- **Task details**
Copy the data below line for line with no changes, leaving out the pictures.

(Dataset records)
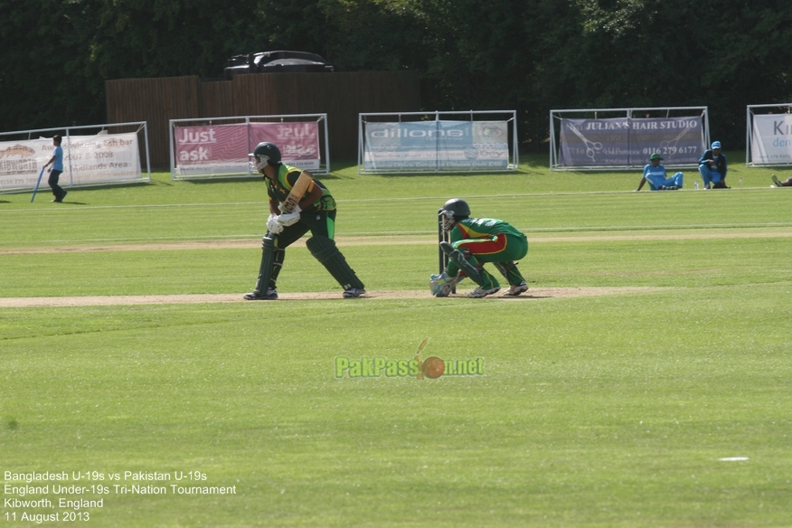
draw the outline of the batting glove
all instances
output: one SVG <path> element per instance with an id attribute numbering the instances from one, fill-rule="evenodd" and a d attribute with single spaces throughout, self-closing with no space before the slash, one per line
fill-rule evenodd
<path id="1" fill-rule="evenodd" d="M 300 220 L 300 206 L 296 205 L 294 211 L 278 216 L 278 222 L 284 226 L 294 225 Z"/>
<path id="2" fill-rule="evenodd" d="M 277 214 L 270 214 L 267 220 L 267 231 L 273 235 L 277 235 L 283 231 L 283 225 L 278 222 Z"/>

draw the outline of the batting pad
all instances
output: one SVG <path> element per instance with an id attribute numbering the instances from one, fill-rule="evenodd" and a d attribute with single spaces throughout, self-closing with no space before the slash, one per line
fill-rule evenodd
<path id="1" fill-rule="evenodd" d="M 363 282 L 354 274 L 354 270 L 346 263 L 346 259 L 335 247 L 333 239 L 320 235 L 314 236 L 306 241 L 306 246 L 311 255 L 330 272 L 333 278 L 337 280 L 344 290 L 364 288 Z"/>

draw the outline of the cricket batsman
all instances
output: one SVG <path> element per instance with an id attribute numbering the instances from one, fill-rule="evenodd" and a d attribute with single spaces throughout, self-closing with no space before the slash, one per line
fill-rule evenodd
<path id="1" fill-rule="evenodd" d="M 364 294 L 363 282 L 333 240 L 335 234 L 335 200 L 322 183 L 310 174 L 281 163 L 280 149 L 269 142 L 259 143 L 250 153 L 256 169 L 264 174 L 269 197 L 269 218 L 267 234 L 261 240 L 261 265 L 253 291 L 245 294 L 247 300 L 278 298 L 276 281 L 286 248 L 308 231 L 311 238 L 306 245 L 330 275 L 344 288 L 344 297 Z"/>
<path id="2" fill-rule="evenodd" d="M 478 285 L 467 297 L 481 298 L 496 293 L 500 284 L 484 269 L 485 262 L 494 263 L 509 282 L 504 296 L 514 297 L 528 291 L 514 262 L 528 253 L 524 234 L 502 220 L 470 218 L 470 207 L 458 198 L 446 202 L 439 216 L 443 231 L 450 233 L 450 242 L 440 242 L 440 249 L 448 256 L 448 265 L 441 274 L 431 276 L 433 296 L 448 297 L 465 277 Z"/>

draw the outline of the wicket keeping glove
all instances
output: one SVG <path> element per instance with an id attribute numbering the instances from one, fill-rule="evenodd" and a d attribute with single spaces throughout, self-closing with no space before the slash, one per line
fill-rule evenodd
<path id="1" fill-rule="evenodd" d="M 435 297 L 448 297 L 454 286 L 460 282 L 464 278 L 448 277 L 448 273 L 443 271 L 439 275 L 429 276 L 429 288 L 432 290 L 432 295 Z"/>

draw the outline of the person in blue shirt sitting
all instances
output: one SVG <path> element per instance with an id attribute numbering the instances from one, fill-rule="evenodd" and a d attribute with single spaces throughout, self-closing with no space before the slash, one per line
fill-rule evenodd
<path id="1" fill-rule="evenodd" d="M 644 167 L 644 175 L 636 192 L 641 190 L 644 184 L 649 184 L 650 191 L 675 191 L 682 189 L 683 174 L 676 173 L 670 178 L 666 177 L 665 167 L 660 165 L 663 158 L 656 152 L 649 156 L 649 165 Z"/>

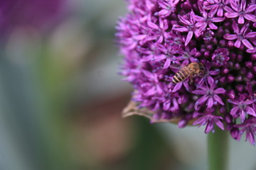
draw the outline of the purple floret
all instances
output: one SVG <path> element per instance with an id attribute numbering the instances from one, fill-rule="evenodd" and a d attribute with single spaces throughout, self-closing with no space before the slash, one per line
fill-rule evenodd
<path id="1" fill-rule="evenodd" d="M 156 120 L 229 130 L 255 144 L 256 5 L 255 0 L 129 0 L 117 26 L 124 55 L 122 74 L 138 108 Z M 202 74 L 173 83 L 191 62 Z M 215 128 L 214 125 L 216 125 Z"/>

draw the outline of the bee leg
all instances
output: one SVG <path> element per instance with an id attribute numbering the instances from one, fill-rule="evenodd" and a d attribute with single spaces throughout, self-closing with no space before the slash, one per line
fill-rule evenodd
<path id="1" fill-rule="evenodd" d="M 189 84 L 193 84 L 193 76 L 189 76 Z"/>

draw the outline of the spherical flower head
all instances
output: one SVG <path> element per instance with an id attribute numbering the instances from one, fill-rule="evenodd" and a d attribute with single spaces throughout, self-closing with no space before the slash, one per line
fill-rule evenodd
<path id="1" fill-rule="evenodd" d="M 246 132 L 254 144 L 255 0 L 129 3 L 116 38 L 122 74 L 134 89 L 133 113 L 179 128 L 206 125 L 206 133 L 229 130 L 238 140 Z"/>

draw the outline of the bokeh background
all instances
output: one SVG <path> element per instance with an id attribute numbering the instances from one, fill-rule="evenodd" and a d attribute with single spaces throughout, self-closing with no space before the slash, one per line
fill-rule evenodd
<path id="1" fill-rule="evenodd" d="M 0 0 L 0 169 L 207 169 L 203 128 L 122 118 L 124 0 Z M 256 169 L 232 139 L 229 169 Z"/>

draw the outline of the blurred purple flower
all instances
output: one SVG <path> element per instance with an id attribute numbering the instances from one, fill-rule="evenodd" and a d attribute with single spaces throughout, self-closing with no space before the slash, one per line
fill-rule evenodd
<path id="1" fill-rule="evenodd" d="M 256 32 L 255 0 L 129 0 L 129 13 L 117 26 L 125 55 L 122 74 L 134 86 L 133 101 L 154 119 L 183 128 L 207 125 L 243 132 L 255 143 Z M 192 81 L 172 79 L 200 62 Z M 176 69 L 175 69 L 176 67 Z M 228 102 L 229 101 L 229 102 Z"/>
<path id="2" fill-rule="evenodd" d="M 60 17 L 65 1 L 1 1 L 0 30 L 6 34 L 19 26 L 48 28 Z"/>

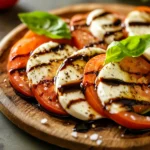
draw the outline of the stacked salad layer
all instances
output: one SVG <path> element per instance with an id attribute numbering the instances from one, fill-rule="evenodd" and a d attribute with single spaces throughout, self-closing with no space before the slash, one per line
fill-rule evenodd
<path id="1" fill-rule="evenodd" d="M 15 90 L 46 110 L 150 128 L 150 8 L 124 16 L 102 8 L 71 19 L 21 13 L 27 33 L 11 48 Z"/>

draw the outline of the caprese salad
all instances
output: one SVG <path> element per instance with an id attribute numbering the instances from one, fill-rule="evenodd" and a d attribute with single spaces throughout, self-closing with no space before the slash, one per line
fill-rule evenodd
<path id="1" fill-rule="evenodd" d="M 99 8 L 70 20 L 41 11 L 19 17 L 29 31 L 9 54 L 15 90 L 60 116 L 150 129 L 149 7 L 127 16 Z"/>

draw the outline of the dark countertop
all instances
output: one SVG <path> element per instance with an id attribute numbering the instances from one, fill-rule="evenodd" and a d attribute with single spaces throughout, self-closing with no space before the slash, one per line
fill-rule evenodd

- **Written solution**
draw the outline of the batting glove
all instances
output: one SVG <path> element per instance with an id attribute numbering the instances from one, fill-rule="evenodd" and a d attribute with single spaces throughout, self-closing with no space before the slash, one per line
fill-rule evenodd
<path id="1" fill-rule="evenodd" d="M 300 220 L 300 206 L 296 205 L 294 211 L 278 216 L 278 222 L 284 226 L 294 225 Z"/>
<path id="2" fill-rule="evenodd" d="M 277 214 L 270 214 L 267 220 L 267 231 L 273 235 L 277 235 L 283 231 L 283 225 L 278 222 Z"/>

draw the outline of the batting pad
all instances
output: one SVG <path> element per instance with an id attribute numbering the instances from one, fill-rule="evenodd" and a d attribute with single spaces throughout, self-closing with no space before the slash, one per line
fill-rule evenodd
<path id="1" fill-rule="evenodd" d="M 363 282 L 354 274 L 354 270 L 346 263 L 346 259 L 335 247 L 333 239 L 320 235 L 314 236 L 306 241 L 306 246 L 311 255 L 330 272 L 333 278 L 337 280 L 344 290 L 364 288 Z"/>

draw the outline of the cricket batsman
all instances
output: one SVG <path> element per instance with an id attribute numbering the instances from one, fill-rule="evenodd" and a d attribute with single spaces throughout, self-closing with no space before the slash, one per line
fill-rule evenodd
<path id="1" fill-rule="evenodd" d="M 364 294 L 363 282 L 333 240 L 335 234 L 335 200 L 322 183 L 310 174 L 281 163 L 280 149 L 269 142 L 259 143 L 250 153 L 256 169 L 264 174 L 269 197 L 269 218 L 267 234 L 261 240 L 261 265 L 253 291 L 245 294 L 247 300 L 278 298 L 276 281 L 286 248 L 308 231 L 311 238 L 306 245 L 330 275 L 344 288 L 344 297 Z"/>
<path id="2" fill-rule="evenodd" d="M 478 285 L 467 297 L 481 298 L 496 293 L 500 284 L 484 269 L 485 262 L 494 263 L 509 282 L 504 296 L 514 297 L 528 291 L 514 262 L 528 253 L 524 234 L 502 220 L 470 218 L 470 207 L 458 198 L 446 202 L 439 216 L 443 231 L 450 233 L 450 242 L 440 242 L 440 249 L 448 256 L 448 265 L 441 274 L 431 276 L 433 296 L 448 297 L 465 277 Z"/>

draw the outline of the wicket keeping glove
all instances
output: one SVG <path> element per instance with an id attribute numbering the instances from one, fill-rule="evenodd" and a d attribute with single spaces throughout, self-closing with no space before the slash, one per line
fill-rule evenodd
<path id="1" fill-rule="evenodd" d="M 435 297 L 448 297 L 454 286 L 460 282 L 464 278 L 448 277 L 448 273 L 443 271 L 439 275 L 429 276 L 429 288 L 432 290 L 432 295 Z"/>

draw the outline of the person in blue shirt sitting
all instances
output: one SVG <path> element per instance with an id attribute numbering the instances from one, fill-rule="evenodd" and a d attribute with single spaces throughout, self-closing with no space before the slash, one per line
fill-rule evenodd
<path id="1" fill-rule="evenodd" d="M 644 167 L 644 175 L 636 192 L 641 190 L 644 184 L 649 184 L 650 191 L 675 191 L 682 189 L 683 174 L 676 173 L 670 178 L 666 177 L 665 167 L 660 165 L 663 158 L 656 152 L 649 156 L 649 165 Z"/>

draw the outline of the purple floret
all instances
output: one SVG <path> element per instance with an id attribute numbering the instances from one, fill-rule="evenodd" and a d attribute with single spaces throughout, self-closing with no space before the slash, one per line
fill-rule evenodd
<path id="1" fill-rule="evenodd" d="M 156 120 L 229 130 L 255 144 L 256 5 L 255 0 L 129 0 L 117 26 L 124 55 L 122 74 L 138 108 Z M 202 74 L 173 83 L 191 62 Z M 215 128 L 214 125 L 216 125 Z"/>

draw the outline of the bee leg
all instances
output: one SVG <path> element per instance with an id attribute numbering the instances from one, fill-rule="evenodd" and a d attribute with single spaces throughout, self-closing with no space before the slash, one per line
fill-rule evenodd
<path id="1" fill-rule="evenodd" d="M 189 84 L 193 84 L 193 76 L 189 76 Z"/>

draw the outline of the spherical flower head
all instances
output: one SVG <path> element per instance with an id attribute numbering the instances from one, fill-rule="evenodd" and a d attribute with single spaces throughout, self-closing with no space before the slash, one per line
fill-rule evenodd
<path id="1" fill-rule="evenodd" d="M 246 132 L 254 144 L 255 0 L 129 3 L 116 38 L 122 74 L 134 89 L 133 113 L 179 128 L 206 125 L 206 133 L 229 130 L 238 140 Z"/>

draw the outline of the bokeh background
all instances
output: one SVG <path> element per instance with an id attribute numbering the instances from one, fill-rule="evenodd" and a d attribute with single spaces throughout, self-closing with no space before the slash, one per line
fill-rule evenodd
<path id="1" fill-rule="evenodd" d="M 0 0 L 0 169 L 207 169 L 203 128 L 122 118 L 124 0 Z M 256 169 L 232 139 L 229 169 Z"/>

draw the outline of the blurred purple flower
all instances
output: one SVG <path> element per instance with an id attribute numbering the instances from one, fill-rule="evenodd" and a d attribute with single spaces throughout, self-closing with no space before the slash, one per line
fill-rule evenodd
<path id="1" fill-rule="evenodd" d="M 256 32 L 255 0 L 129 0 L 129 13 L 117 26 L 125 55 L 122 74 L 134 86 L 133 101 L 154 119 L 183 128 L 207 125 L 243 132 L 255 143 Z M 192 81 L 172 79 L 200 62 Z M 176 69 L 175 69 L 176 67 Z M 228 102 L 229 101 L 229 102 Z"/>
<path id="2" fill-rule="evenodd" d="M 60 17 L 65 1 L 1 1 L 0 30 L 6 34 L 19 26 L 48 28 Z"/>

draw the outline of the stacked salad layer
all instances
output: one SVG <path> element per instance with an id attribute numbering the instances from one, fill-rule="evenodd" and a d attribute with single spaces throughout, self-closing with no space before the slash, one per line
fill-rule evenodd
<path id="1" fill-rule="evenodd" d="M 15 90 L 46 110 L 150 128 L 150 8 L 124 16 L 102 8 L 71 19 L 21 13 L 27 33 L 11 48 Z"/>

draw the outline of the caprese salad
all instances
output: one SVG <path> element per instance with an id attribute numbering the instances from one, fill-rule="evenodd" and a d attribute with single spaces throughout, self-closing with no space before the slash, one per line
fill-rule evenodd
<path id="1" fill-rule="evenodd" d="M 99 8 L 70 20 L 41 11 L 19 17 L 29 31 L 9 54 L 15 90 L 60 116 L 150 129 L 149 7 L 127 16 Z"/>

draw the outline of the dark countertop
all instances
output: one SVG <path> element per instance with an id attribute numbering the instances from one, fill-rule="evenodd" and a d attribute with single spaces throughout, self-closing with no space before the slash, one per line
fill-rule evenodd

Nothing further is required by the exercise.